The data:
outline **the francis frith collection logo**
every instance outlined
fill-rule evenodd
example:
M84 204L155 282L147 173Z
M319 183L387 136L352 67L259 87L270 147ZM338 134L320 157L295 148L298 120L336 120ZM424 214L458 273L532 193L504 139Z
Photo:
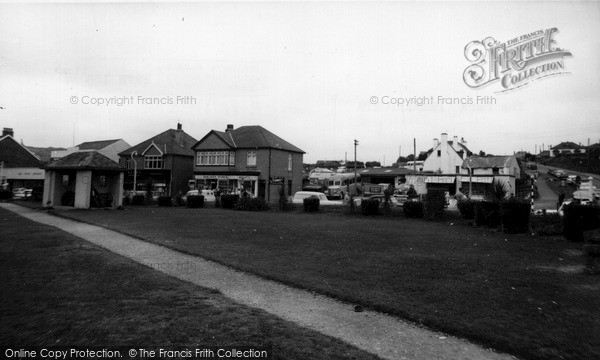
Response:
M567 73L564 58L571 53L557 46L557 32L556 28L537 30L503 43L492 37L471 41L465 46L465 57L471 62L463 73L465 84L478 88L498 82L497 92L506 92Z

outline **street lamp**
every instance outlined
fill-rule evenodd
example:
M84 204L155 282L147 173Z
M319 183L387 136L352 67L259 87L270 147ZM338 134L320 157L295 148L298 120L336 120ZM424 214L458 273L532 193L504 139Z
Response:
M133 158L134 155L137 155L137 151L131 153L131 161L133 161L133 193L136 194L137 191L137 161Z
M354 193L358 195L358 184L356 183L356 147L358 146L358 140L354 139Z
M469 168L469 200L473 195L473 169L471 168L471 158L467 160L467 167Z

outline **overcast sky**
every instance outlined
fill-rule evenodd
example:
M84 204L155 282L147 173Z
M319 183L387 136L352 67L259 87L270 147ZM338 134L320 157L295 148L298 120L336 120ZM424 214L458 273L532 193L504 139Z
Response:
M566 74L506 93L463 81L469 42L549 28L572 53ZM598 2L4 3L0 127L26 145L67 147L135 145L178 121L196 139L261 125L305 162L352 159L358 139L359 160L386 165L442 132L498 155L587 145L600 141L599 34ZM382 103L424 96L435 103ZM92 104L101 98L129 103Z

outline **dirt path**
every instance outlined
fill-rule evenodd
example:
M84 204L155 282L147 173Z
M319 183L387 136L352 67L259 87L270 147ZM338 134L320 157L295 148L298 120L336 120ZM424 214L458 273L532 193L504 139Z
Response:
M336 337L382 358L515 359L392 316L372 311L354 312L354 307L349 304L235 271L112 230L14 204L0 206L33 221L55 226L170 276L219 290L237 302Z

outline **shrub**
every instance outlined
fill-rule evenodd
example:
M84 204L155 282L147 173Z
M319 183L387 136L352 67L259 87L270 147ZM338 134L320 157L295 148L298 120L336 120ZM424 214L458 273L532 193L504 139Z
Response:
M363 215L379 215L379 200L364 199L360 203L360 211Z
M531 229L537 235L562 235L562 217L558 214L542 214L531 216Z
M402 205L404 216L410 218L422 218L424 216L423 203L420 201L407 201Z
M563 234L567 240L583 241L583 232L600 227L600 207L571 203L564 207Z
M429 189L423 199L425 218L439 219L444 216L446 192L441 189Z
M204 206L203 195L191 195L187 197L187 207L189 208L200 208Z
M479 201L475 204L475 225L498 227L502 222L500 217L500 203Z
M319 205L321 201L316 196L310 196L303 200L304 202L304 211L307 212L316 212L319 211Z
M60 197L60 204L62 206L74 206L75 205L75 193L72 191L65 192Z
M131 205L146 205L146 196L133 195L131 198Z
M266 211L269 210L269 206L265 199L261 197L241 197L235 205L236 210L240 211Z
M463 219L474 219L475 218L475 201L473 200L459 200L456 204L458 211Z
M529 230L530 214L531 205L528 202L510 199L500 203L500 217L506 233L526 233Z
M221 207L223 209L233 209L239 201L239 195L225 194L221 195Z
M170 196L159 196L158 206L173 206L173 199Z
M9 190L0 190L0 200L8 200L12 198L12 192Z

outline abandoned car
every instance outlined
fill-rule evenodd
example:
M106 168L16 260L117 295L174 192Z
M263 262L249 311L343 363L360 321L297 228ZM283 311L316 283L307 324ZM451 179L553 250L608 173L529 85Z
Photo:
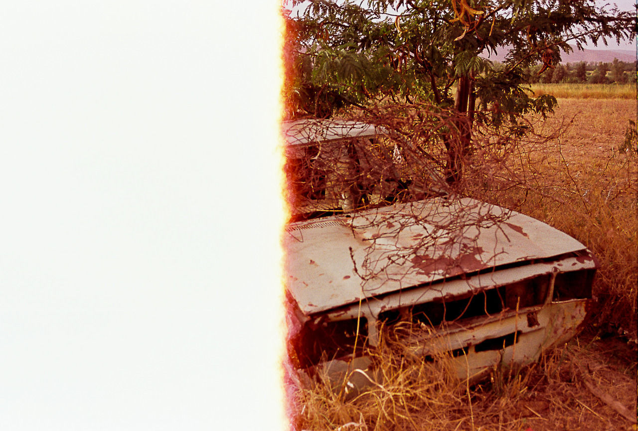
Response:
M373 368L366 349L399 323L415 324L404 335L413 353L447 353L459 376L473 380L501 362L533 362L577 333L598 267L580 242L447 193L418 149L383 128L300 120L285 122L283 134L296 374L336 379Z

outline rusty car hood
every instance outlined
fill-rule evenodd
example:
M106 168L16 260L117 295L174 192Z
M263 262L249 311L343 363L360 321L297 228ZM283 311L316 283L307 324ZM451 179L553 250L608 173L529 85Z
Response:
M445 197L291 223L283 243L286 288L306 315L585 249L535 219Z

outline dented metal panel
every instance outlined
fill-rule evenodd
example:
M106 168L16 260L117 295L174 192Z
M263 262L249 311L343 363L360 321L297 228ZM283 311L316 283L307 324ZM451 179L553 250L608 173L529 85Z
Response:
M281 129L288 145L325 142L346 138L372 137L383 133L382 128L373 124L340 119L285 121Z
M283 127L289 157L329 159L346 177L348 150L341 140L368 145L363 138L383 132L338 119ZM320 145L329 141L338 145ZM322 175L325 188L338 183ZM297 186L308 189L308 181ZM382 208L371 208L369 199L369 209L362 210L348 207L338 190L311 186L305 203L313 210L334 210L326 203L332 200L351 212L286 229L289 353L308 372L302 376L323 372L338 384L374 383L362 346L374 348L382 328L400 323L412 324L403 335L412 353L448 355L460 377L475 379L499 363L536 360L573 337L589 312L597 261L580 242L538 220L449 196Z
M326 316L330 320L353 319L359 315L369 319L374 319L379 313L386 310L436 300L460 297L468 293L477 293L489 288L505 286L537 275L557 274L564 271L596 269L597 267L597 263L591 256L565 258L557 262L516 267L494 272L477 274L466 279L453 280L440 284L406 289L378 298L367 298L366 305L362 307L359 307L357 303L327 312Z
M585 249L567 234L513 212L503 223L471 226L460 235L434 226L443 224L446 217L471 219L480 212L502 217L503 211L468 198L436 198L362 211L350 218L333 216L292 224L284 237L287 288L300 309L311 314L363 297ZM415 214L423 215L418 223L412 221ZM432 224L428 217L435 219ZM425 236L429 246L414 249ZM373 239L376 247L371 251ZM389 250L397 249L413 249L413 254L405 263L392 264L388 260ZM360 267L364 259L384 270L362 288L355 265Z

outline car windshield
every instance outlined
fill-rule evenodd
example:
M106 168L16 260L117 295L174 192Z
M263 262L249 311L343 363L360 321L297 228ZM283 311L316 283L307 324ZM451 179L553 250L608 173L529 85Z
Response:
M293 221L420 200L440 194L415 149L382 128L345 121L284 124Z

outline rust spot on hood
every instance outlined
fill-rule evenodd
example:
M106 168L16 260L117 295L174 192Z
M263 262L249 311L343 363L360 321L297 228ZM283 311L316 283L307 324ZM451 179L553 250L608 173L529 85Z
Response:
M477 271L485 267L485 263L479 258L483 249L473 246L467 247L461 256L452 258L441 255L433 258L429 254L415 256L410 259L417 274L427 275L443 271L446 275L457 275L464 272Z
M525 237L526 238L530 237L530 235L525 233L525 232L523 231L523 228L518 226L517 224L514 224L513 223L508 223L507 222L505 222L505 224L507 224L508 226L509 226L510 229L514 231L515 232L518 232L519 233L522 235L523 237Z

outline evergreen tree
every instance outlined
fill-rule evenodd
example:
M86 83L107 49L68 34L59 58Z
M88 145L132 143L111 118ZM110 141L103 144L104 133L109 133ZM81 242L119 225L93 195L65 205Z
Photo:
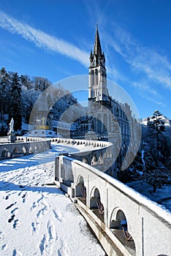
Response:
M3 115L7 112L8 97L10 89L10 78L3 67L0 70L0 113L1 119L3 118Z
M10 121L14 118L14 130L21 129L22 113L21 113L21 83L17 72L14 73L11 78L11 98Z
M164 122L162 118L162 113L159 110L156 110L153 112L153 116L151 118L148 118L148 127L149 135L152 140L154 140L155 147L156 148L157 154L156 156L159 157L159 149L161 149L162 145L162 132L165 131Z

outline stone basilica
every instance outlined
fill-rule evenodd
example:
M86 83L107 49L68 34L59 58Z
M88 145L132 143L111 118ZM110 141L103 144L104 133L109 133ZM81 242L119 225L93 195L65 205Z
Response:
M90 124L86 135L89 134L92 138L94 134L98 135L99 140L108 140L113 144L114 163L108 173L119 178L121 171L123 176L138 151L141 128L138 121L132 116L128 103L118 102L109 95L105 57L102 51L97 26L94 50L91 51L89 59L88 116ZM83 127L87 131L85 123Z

Exercise prompt: Rewrite the records from the very beginning up to and including the line containing "M336 337L382 358L515", substituting "sample" for every "example" and changing nothing else. Leave out the pictures.

Written answer:
outline **the francis frith collection logo**
every instance outlined
fill-rule evenodd
sample:
M84 204L155 282L147 173Z
M319 183L387 136L352 67L259 87L270 147ZM338 134L320 157L295 148L298 120L336 120ZM424 214L458 273L532 193L504 139Z
Photo:
Response:
M567 73L564 58L571 53L557 46L557 32L556 28L537 30L503 43L492 37L471 41L465 46L465 57L471 62L463 73L465 84L478 88L498 82L497 92L506 92Z

outline **street lamp**
every instance outlined
fill-rule evenodd
sample:
M84 204L155 282L147 173Z
M319 183L387 136L352 67L259 87L270 147ZM338 134L320 157L295 148L298 120L336 120ZM424 214L458 273L532 193L504 139Z
Response:
M133 158L134 155L137 155L137 151L131 153L131 161L133 161L133 193L136 194L137 191L137 161Z
M354 193L358 195L358 184L356 183L356 147L358 146L358 140L354 139Z
M469 168L469 200L473 195L473 169L471 168L471 158L467 160L467 167Z

outline **overcast sky**
every instance outlined
fill-rule evenodd
sample:
M84 204L155 282L147 173Z
M319 183L387 136L352 67L259 87L270 147ZM338 134L320 157L295 148L298 120L336 120ZM424 214L458 273L532 193L504 139Z
Response:
M566 74L506 93L463 81L469 42L549 28L572 53ZM598 2L4 3L0 127L26 145L67 147L135 145L178 121L196 139L261 125L305 162L352 159L358 139L359 160L386 165L442 132L498 155L587 145L600 141L599 34ZM382 103L424 96L435 103ZM92 104L101 98L129 103Z

outline **dirt path**
every instance outlined
fill-rule evenodd
sample:
M84 204L155 282L147 173Z
M319 183L387 136L352 67L259 87L270 147ZM338 134L320 157L295 148L298 120L336 120ZM424 214L458 273L532 193L504 139Z
Response:
M336 337L382 358L515 359L392 316L372 311L354 312L354 307L349 304L235 271L112 230L14 204L0 206L33 221L55 226L170 276L219 290L237 302Z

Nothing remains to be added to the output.